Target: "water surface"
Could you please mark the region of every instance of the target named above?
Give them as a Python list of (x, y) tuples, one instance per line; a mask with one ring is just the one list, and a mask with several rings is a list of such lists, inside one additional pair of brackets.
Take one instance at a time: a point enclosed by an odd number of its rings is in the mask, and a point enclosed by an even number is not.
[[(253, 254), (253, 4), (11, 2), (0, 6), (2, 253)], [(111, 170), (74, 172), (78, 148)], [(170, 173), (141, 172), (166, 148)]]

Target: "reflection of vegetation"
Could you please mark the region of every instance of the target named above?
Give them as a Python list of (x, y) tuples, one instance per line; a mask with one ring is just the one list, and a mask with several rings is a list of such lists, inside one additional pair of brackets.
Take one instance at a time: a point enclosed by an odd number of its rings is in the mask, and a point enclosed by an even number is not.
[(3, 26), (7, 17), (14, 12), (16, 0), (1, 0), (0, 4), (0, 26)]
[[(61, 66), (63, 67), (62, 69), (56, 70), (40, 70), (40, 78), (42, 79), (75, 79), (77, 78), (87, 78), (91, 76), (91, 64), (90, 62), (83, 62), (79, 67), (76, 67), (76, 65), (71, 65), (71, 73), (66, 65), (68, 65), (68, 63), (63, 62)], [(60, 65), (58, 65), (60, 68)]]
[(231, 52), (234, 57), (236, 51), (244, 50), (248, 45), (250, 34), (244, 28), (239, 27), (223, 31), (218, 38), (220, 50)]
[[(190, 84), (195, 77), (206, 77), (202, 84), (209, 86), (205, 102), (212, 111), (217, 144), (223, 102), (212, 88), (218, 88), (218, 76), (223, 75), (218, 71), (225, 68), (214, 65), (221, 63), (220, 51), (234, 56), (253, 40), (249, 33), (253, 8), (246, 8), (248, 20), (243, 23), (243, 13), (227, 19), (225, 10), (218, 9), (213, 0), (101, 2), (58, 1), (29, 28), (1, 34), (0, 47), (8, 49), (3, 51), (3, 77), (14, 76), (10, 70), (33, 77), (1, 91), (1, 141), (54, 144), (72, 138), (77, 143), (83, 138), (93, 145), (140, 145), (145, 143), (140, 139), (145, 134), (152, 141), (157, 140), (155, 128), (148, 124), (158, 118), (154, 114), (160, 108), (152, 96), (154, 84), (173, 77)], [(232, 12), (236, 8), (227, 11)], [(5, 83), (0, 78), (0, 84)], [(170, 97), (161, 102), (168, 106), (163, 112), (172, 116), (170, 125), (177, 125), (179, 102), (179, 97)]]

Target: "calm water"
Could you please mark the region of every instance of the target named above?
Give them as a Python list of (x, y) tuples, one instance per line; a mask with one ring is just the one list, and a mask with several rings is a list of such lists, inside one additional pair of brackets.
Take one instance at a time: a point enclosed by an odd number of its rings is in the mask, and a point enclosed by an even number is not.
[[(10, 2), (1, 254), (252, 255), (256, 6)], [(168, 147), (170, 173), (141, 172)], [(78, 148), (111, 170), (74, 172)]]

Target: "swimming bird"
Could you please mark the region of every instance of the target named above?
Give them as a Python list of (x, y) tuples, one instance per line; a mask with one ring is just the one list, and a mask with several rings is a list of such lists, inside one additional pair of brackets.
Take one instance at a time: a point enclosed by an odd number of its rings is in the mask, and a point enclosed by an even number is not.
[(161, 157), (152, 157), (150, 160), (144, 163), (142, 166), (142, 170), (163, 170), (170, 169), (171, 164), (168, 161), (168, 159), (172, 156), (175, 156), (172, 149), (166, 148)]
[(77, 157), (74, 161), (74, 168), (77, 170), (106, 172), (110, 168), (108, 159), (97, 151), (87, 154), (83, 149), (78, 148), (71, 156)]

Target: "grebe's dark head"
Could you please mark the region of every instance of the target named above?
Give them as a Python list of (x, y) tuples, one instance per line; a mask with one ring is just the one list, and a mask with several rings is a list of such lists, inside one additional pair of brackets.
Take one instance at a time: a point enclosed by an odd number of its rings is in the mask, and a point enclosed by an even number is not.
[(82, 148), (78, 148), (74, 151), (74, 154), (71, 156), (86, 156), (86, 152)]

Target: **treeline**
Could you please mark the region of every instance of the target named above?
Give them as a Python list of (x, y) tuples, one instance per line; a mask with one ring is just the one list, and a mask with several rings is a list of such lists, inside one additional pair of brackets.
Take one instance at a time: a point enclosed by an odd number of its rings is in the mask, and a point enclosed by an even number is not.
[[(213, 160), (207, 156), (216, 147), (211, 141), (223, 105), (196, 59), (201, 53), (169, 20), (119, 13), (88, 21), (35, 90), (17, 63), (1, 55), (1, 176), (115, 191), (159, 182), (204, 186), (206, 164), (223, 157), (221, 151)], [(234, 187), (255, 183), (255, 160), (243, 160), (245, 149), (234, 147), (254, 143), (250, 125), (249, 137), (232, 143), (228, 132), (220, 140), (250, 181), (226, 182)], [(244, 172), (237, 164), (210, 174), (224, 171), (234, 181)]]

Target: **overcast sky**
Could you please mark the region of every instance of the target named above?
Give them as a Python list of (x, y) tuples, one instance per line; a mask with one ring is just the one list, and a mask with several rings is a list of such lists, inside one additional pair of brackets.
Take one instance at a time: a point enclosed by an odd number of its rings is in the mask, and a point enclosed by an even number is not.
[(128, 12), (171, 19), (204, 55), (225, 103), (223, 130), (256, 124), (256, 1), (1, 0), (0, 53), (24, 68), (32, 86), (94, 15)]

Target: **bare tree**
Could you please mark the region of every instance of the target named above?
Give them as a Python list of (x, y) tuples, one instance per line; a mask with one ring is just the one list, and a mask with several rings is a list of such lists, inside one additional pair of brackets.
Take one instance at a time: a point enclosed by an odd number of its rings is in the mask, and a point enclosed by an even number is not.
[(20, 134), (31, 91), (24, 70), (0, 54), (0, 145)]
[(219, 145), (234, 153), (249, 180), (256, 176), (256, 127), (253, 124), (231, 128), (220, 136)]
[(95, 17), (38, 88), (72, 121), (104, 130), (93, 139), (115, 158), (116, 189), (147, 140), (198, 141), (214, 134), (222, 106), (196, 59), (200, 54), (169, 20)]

====

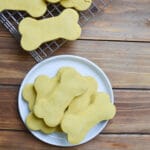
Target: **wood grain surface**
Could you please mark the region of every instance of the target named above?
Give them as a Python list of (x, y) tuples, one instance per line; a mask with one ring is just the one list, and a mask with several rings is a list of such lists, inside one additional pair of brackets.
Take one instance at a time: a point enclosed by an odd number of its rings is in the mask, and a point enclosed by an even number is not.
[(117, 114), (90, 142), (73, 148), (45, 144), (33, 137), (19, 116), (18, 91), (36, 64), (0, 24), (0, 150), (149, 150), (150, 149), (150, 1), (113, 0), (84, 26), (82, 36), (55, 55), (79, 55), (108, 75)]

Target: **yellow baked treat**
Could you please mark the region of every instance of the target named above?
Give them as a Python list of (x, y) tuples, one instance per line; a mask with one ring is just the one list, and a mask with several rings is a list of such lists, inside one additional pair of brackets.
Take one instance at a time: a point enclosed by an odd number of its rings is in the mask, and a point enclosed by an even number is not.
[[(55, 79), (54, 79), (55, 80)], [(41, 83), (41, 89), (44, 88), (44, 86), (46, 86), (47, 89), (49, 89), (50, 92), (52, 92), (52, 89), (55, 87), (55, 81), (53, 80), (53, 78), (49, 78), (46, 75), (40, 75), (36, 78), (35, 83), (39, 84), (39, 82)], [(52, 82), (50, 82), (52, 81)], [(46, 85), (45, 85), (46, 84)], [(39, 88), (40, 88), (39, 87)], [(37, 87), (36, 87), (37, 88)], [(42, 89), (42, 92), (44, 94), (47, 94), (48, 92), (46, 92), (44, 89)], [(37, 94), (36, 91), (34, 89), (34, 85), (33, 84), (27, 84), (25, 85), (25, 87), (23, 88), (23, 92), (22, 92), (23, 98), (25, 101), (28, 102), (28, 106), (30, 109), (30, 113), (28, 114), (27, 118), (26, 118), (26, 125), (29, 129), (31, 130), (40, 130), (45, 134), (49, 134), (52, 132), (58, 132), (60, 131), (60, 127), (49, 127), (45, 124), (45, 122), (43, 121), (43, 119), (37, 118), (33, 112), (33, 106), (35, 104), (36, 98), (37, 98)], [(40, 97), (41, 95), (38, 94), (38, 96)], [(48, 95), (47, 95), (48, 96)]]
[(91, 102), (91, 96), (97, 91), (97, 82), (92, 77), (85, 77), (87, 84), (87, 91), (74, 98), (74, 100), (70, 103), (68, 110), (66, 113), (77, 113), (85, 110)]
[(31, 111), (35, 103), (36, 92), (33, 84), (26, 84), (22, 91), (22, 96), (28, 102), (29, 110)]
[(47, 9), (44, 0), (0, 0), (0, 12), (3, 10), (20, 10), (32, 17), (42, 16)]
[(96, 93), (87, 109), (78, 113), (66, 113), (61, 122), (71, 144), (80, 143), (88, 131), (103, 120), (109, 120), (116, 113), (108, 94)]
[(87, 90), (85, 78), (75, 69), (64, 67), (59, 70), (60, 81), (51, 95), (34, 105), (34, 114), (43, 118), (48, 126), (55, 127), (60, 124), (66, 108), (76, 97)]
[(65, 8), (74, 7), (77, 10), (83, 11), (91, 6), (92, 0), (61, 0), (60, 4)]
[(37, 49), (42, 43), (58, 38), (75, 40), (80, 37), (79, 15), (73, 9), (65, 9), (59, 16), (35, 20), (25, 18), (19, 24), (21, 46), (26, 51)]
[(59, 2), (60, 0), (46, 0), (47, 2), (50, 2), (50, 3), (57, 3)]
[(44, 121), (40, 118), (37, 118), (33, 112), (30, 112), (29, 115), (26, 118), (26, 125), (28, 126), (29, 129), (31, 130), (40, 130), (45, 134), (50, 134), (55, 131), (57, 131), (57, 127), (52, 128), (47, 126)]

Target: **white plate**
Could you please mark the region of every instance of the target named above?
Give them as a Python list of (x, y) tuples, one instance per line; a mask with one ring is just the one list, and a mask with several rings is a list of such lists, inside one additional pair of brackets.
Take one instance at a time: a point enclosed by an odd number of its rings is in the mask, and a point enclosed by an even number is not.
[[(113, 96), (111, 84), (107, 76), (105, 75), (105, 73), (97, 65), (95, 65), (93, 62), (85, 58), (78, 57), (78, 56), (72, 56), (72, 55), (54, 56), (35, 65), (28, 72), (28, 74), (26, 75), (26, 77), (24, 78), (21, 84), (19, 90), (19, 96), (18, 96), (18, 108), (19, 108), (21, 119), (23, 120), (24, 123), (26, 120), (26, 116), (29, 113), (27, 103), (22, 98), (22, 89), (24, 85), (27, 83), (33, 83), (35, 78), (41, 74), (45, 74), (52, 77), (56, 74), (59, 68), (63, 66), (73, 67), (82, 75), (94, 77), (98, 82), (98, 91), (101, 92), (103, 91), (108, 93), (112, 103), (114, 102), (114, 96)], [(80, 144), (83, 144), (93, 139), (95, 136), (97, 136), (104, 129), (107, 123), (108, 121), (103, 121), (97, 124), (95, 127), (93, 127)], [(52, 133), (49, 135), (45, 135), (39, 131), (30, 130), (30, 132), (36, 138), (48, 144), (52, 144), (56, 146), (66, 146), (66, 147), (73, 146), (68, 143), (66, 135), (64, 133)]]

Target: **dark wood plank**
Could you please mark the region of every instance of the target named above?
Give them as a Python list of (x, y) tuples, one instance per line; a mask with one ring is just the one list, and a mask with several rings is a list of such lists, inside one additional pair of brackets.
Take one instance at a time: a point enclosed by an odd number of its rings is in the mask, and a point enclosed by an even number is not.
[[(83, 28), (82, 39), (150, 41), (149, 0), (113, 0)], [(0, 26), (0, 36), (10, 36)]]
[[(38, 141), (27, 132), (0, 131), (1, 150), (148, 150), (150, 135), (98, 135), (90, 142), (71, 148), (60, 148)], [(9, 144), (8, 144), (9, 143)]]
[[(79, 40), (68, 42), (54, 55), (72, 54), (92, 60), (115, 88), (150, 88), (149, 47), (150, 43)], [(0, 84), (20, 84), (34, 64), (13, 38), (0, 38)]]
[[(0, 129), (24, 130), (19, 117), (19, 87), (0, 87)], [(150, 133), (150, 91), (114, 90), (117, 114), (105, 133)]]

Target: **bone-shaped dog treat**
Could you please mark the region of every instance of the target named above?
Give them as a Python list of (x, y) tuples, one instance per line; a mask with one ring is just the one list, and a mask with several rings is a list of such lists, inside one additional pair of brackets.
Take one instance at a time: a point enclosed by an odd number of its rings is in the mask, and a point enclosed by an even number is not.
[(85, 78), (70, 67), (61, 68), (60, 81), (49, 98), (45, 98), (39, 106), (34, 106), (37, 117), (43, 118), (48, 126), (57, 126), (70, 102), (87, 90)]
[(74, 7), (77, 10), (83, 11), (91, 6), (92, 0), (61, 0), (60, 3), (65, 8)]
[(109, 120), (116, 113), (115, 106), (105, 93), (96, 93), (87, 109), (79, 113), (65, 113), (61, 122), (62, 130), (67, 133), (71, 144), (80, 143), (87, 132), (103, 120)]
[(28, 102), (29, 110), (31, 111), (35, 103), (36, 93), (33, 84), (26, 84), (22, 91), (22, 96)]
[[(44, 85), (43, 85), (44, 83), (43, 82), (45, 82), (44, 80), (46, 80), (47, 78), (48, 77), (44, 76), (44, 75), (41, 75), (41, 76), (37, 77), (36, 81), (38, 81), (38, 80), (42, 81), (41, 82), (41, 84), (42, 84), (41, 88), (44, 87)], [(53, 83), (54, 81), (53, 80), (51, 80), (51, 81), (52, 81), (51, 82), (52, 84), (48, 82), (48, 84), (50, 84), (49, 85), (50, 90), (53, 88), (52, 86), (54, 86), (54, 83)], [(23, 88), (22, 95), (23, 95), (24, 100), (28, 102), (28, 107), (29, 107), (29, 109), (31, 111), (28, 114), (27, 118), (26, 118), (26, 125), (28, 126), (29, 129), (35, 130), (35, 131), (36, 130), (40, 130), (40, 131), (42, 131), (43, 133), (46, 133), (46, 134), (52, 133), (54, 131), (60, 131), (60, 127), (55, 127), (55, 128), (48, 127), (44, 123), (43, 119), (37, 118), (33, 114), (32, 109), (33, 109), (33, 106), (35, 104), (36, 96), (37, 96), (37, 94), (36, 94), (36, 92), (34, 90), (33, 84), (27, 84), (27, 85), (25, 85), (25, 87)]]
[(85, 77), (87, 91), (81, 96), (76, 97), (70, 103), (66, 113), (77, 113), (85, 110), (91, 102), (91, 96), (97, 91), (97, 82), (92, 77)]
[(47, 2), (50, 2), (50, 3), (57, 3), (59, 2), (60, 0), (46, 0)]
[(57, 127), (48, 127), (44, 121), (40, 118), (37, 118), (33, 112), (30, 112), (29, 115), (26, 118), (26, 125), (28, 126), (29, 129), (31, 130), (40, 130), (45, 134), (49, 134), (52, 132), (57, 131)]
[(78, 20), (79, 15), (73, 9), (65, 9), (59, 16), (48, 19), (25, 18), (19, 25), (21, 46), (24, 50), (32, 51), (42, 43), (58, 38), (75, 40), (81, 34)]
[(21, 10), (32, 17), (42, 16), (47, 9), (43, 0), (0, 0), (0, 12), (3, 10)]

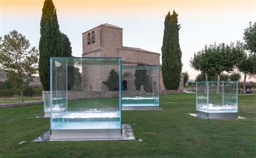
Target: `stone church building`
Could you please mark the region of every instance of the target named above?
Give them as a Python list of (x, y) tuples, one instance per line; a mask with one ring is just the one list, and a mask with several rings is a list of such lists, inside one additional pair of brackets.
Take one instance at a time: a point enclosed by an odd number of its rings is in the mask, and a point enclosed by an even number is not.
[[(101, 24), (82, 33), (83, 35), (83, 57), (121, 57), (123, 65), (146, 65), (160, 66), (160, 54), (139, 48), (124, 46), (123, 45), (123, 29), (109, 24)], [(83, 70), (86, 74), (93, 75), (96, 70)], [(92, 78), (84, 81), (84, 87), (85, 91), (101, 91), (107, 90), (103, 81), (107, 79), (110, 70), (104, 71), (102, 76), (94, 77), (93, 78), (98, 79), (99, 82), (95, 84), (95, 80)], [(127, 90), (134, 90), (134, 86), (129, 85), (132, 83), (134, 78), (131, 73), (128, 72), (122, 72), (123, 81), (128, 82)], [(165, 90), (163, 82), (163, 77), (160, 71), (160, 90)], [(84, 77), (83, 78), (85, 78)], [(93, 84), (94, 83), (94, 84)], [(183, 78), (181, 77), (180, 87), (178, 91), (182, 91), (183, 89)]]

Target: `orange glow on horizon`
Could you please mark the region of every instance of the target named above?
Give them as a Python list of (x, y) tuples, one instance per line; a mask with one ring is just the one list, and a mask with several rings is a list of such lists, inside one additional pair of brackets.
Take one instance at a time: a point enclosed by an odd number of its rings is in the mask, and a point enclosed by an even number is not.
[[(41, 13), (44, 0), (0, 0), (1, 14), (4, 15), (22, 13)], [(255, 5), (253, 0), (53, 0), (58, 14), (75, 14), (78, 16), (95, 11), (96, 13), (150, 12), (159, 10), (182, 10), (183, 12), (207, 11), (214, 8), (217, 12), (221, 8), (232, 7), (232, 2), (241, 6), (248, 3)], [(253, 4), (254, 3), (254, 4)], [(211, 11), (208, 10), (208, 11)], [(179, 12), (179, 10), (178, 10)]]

====

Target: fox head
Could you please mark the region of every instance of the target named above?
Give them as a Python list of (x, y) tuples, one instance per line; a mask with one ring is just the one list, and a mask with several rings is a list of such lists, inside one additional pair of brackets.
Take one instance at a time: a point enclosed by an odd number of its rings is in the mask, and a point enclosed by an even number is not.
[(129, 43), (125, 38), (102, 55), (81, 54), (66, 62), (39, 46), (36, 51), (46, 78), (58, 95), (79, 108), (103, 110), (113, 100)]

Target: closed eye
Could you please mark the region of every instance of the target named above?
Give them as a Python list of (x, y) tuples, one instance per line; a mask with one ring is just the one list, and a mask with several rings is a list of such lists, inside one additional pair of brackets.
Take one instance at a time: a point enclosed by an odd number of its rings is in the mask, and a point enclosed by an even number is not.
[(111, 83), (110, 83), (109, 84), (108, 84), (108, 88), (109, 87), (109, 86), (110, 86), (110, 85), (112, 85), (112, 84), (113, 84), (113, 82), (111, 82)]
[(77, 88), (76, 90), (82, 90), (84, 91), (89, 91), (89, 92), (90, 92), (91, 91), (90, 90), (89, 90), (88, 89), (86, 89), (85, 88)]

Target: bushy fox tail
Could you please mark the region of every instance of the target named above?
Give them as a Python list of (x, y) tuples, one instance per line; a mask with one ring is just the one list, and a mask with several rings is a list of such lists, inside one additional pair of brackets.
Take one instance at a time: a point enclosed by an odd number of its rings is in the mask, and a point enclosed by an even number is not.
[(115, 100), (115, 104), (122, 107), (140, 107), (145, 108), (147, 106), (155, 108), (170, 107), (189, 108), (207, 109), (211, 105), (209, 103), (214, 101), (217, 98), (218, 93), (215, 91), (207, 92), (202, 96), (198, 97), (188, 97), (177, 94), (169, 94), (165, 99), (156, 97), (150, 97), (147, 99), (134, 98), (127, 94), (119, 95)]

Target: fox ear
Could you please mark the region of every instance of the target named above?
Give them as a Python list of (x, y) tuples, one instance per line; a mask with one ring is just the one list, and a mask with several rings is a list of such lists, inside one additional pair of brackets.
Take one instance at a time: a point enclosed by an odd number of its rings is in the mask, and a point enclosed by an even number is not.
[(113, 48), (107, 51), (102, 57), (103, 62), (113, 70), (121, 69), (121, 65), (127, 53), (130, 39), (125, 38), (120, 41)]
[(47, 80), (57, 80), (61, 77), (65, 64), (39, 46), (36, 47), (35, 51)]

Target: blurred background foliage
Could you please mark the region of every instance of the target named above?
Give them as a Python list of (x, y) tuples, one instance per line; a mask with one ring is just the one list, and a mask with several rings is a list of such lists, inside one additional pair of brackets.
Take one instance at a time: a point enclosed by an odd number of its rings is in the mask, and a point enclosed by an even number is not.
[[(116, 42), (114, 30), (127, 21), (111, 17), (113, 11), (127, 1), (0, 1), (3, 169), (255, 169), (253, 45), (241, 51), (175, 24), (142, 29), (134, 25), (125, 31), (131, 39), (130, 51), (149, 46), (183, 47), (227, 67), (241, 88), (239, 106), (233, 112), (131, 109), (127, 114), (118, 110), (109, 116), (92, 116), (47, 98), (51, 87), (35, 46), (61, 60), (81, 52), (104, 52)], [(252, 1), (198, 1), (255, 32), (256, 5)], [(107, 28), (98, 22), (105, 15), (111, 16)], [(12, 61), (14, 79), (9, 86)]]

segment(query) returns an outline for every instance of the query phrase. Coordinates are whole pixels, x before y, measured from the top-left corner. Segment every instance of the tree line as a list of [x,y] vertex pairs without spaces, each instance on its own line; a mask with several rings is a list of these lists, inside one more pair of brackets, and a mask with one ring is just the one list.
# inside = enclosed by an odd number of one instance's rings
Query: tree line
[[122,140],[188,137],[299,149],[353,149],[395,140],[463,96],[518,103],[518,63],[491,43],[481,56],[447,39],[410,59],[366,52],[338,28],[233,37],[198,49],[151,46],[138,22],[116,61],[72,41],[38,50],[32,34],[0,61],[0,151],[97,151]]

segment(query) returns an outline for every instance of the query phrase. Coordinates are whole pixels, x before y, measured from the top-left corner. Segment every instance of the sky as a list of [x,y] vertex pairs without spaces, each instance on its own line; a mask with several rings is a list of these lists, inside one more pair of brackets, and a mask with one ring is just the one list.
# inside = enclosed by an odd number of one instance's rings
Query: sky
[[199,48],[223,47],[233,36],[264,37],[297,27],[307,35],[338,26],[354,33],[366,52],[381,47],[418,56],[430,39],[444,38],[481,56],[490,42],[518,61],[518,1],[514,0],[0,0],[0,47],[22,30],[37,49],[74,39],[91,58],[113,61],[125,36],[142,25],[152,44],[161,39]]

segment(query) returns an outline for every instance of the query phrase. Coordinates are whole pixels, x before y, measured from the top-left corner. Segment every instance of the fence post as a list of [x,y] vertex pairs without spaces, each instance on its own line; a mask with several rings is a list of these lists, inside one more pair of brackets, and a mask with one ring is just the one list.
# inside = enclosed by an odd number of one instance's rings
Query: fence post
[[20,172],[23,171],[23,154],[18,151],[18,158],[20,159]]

====

Pull out of the data above, word for word, the lines that begin at the one containing "Target: **bone-shaped dog treat**" and stop after the one containing "132), (103, 120)]".

### Output for this task
Target: **bone-shaped dog treat**
Could you please mark the region of every instance of the target named above?
Give them as a Python list of (x, y) tuples, one instance per line; a mask with one ring is just the one list, and a mask with several rings is a list of such lists, inside one additional pair of brackets.
Take one instance at a time: a point enclosed by an odd number of its rings is in the mask, and a point enclosed by an even number is not.
[(85, 78), (70, 67), (61, 68), (60, 81), (49, 98), (45, 98), (39, 106), (34, 106), (37, 117), (43, 118), (48, 126), (57, 126), (70, 102), (87, 90)]
[(74, 7), (77, 10), (83, 11), (91, 6), (92, 0), (61, 0), (60, 3), (65, 8)]
[(109, 120), (116, 113), (115, 106), (105, 93), (96, 93), (87, 109), (79, 113), (65, 113), (61, 122), (62, 130), (67, 133), (71, 144), (80, 143), (87, 132), (103, 120)]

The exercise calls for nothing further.